» Data extract
****************************************

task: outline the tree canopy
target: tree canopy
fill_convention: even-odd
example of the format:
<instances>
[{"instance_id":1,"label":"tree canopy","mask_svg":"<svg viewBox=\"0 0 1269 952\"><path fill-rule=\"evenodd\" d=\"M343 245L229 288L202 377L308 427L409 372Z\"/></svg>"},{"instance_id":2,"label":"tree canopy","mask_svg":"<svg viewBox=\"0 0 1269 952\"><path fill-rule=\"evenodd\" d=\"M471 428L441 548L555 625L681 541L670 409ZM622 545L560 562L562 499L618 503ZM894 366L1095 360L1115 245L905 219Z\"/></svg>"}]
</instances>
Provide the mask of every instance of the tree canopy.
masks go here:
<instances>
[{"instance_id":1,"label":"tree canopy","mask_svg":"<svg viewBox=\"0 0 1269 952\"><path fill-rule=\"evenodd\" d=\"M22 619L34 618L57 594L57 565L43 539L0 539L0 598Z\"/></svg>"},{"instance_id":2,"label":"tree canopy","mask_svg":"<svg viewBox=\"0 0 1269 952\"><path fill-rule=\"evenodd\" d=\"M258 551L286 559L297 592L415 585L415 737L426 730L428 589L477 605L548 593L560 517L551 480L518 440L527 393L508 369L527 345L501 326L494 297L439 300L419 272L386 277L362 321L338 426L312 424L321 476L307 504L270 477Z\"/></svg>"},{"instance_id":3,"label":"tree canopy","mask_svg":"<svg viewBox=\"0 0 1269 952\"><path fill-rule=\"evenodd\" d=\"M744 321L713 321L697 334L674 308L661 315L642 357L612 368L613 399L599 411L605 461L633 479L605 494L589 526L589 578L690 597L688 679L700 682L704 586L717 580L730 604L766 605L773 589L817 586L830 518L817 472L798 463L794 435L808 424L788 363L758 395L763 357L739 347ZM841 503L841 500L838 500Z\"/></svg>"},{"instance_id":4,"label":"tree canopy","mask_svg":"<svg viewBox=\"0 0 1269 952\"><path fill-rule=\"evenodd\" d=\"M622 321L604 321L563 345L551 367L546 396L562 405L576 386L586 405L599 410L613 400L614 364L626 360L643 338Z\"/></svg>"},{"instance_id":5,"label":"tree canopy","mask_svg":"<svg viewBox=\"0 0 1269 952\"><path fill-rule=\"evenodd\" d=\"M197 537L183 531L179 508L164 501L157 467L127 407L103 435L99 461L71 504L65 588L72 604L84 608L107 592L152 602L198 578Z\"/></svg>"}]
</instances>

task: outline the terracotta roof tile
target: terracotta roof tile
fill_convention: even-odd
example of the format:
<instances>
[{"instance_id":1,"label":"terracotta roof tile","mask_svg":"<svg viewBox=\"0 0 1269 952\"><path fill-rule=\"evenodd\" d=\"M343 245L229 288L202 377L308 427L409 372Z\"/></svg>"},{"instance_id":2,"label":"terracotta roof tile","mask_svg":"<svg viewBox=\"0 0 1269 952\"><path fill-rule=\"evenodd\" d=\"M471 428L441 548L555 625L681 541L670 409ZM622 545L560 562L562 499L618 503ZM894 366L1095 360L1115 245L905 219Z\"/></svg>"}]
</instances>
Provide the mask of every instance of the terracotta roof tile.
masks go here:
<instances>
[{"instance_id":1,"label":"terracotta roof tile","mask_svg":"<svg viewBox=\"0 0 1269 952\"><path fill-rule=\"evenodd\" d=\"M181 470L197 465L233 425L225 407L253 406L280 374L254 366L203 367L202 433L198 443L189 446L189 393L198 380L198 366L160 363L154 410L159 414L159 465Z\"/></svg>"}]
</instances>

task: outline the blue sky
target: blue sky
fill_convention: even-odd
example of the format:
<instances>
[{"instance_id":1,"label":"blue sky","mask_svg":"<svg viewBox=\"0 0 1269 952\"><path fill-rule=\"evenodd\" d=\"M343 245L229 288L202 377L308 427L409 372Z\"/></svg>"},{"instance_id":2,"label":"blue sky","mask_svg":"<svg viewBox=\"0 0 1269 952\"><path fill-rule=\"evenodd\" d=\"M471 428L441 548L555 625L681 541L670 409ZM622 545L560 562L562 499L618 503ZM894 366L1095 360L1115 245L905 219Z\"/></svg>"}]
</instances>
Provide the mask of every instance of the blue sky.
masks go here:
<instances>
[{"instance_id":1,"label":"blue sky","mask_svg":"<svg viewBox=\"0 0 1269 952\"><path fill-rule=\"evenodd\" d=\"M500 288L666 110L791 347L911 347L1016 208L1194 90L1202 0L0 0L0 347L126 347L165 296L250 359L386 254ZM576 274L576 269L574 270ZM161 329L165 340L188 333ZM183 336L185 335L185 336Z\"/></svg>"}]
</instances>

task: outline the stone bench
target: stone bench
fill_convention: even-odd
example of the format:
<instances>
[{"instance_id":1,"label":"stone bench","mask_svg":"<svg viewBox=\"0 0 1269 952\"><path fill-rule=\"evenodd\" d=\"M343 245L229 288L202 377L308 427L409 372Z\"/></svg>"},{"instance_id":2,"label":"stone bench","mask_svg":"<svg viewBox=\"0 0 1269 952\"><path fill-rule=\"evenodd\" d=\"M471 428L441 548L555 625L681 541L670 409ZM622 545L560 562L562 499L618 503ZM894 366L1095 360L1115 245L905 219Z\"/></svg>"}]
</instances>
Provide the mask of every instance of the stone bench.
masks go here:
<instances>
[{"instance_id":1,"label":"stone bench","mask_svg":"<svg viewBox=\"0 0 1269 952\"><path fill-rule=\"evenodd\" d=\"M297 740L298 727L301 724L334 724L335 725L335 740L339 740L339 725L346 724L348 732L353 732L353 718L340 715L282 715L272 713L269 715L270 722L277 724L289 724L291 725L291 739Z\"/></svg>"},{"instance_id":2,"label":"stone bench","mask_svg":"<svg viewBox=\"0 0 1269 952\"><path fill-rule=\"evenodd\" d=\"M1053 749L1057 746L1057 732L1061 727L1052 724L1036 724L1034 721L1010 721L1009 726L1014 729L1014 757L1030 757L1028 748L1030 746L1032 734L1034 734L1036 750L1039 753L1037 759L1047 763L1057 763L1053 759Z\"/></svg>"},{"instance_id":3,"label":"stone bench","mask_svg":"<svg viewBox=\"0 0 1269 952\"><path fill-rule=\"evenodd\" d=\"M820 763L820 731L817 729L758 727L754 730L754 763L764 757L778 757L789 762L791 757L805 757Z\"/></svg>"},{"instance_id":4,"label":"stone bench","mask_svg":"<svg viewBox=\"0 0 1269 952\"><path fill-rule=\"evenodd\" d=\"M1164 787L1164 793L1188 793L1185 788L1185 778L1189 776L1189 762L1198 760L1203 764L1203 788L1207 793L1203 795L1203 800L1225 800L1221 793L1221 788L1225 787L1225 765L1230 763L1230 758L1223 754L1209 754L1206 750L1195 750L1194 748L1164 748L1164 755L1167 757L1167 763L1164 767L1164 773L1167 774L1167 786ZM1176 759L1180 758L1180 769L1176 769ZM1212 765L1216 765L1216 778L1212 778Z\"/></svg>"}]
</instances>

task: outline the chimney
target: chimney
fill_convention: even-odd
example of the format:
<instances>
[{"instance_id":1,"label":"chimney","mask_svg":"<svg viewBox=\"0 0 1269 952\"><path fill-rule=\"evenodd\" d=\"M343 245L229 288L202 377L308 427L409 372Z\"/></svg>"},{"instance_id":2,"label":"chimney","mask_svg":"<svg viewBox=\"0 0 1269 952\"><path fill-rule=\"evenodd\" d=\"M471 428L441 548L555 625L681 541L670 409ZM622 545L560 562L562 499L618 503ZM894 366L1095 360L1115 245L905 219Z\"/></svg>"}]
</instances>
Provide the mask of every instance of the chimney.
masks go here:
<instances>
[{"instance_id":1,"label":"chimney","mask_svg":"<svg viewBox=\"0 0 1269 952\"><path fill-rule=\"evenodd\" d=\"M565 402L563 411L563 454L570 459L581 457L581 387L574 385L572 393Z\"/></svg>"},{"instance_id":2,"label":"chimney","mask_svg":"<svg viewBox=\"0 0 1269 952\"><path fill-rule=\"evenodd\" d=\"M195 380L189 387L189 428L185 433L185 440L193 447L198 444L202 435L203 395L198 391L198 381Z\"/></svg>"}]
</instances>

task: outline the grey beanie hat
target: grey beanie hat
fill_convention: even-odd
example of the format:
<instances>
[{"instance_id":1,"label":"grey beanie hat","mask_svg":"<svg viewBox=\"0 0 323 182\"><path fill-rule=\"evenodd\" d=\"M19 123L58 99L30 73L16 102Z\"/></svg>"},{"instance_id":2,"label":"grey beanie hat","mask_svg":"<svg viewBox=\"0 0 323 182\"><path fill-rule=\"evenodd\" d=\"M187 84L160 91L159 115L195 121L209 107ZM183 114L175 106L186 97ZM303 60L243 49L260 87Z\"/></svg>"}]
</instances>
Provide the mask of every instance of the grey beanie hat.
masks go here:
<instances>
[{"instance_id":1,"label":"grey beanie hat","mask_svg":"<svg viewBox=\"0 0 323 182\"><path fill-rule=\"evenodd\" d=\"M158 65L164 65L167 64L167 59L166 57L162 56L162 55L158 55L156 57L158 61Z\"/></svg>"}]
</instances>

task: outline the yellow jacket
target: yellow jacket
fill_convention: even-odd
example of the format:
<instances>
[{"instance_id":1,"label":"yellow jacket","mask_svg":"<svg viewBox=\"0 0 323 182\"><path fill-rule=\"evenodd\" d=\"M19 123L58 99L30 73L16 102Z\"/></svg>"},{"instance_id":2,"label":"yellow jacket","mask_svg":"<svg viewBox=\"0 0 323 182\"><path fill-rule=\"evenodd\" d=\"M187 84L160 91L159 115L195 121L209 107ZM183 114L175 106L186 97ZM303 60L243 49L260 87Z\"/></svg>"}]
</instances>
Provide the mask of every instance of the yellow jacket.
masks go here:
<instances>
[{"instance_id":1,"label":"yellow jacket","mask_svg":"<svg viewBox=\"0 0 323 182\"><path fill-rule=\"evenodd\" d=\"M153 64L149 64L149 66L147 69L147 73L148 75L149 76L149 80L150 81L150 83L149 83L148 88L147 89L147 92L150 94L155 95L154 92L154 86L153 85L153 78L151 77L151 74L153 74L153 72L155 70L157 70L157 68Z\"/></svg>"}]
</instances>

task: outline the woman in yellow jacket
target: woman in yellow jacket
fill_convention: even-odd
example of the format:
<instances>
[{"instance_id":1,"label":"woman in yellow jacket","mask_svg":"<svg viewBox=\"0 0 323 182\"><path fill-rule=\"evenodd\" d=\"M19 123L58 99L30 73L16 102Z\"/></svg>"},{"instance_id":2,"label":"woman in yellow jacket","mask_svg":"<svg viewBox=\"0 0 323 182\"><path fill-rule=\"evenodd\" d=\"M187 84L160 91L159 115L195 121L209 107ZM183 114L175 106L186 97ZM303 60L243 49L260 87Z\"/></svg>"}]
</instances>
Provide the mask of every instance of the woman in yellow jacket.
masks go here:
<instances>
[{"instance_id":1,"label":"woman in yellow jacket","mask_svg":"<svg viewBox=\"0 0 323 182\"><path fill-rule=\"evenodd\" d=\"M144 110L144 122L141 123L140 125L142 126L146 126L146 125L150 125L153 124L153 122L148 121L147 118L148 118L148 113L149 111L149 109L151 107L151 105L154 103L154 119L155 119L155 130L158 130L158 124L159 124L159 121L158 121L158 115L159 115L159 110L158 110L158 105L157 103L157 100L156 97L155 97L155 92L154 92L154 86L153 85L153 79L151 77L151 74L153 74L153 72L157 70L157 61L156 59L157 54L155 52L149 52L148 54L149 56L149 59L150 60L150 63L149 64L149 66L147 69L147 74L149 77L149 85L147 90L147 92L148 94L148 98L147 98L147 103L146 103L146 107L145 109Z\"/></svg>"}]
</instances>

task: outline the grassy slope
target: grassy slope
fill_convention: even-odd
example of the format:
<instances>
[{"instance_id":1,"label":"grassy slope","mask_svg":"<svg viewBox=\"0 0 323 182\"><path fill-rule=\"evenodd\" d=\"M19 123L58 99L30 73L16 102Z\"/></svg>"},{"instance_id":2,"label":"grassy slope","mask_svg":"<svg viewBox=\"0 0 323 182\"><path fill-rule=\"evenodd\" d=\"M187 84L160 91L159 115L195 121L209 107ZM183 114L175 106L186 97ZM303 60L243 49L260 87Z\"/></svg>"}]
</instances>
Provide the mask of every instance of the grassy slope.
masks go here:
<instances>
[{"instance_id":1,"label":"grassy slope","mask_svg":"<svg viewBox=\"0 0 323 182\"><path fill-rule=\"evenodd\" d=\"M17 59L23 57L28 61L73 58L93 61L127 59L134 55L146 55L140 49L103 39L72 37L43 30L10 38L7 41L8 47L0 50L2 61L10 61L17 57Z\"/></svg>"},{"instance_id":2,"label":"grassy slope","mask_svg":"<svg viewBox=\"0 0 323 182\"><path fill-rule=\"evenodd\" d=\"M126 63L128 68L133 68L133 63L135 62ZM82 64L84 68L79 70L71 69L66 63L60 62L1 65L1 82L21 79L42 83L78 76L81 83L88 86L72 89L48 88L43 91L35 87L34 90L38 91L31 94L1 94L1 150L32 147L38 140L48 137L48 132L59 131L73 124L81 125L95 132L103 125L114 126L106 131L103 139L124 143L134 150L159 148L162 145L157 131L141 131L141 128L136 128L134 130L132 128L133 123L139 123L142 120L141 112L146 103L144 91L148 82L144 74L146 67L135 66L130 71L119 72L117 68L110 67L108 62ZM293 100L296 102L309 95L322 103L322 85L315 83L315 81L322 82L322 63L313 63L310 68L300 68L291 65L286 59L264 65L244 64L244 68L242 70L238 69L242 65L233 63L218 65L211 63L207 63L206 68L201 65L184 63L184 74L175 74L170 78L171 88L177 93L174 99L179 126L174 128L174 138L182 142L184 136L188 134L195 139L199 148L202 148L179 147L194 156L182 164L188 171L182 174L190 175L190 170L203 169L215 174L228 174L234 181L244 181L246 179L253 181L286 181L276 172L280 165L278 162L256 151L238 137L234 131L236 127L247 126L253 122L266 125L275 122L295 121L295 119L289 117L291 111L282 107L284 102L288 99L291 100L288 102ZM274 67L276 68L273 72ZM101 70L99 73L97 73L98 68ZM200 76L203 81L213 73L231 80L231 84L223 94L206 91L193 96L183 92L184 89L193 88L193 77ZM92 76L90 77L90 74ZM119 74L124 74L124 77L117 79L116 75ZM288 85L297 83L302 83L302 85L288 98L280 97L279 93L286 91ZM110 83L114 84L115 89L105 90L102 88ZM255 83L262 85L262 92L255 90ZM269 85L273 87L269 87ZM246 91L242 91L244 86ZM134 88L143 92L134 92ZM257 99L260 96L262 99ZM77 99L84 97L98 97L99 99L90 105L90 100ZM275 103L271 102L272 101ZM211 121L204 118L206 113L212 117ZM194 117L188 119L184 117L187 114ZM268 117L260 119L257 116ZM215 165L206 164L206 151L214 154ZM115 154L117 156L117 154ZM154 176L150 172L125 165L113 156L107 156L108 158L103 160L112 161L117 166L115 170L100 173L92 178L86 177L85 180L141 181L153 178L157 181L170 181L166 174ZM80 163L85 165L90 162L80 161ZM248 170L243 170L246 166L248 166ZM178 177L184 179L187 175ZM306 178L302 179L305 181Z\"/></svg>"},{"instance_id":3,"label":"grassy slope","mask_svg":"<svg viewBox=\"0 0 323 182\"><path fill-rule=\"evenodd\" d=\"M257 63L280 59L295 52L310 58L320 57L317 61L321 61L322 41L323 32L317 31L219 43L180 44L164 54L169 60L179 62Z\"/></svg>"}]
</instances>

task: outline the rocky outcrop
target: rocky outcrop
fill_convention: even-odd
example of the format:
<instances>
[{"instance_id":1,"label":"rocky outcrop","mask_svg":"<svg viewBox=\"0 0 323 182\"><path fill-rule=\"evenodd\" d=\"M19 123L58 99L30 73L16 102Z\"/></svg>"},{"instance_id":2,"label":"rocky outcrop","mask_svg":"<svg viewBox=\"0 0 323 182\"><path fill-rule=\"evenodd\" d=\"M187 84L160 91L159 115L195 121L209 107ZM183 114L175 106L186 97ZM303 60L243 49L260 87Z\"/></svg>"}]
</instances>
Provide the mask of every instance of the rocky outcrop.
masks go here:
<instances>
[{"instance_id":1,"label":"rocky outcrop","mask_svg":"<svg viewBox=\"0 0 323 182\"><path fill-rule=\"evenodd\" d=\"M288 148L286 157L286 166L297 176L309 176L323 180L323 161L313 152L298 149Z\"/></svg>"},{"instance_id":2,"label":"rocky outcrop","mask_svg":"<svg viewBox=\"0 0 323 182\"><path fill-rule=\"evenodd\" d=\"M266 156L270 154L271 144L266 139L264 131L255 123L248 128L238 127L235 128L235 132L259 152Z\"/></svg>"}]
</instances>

****************************************

» Exercise description
From the data above, pull out every line that contains the string "tile", treating uppercase and lowercase letters as different.

» Full answer
task: outline the terracotta roof tile
target: terracotta roof tile
[{"instance_id":1,"label":"terracotta roof tile","mask_svg":"<svg viewBox=\"0 0 1269 952\"><path fill-rule=\"evenodd\" d=\"M343 245L229 288L202 377L308 427L409 372Z\"/></svg>"},{"instance_id":2,"label":"terracotta roof tile","mask_svg":"<svg viewBox=\"0 0 1269 952\"><path fill-rule=\"evenodd\" d=\"M471 428L441 548L555 625L681 541L670 409ZM622 545L560 562L562 499L618 503ZM894 366L1095 360L1115 245L905 219Z\"/></svg>"}]
Provide the mask of every instance of the terracotta roof tile.
[{"instance_id":1,"label":"terracotta roof tile","mask_svg":"<svg viewBox=\"0 0 1269 952\"><path fill-rule=\"evenodd\" d=\"M181 470L197 465L233 425L225 407L253 406L280 374L254 366L203 367L202 433L198 443L189 446L189 393L198 380L198 366L160 363L154 410L159 414L159 465Z\"/></svg>"}]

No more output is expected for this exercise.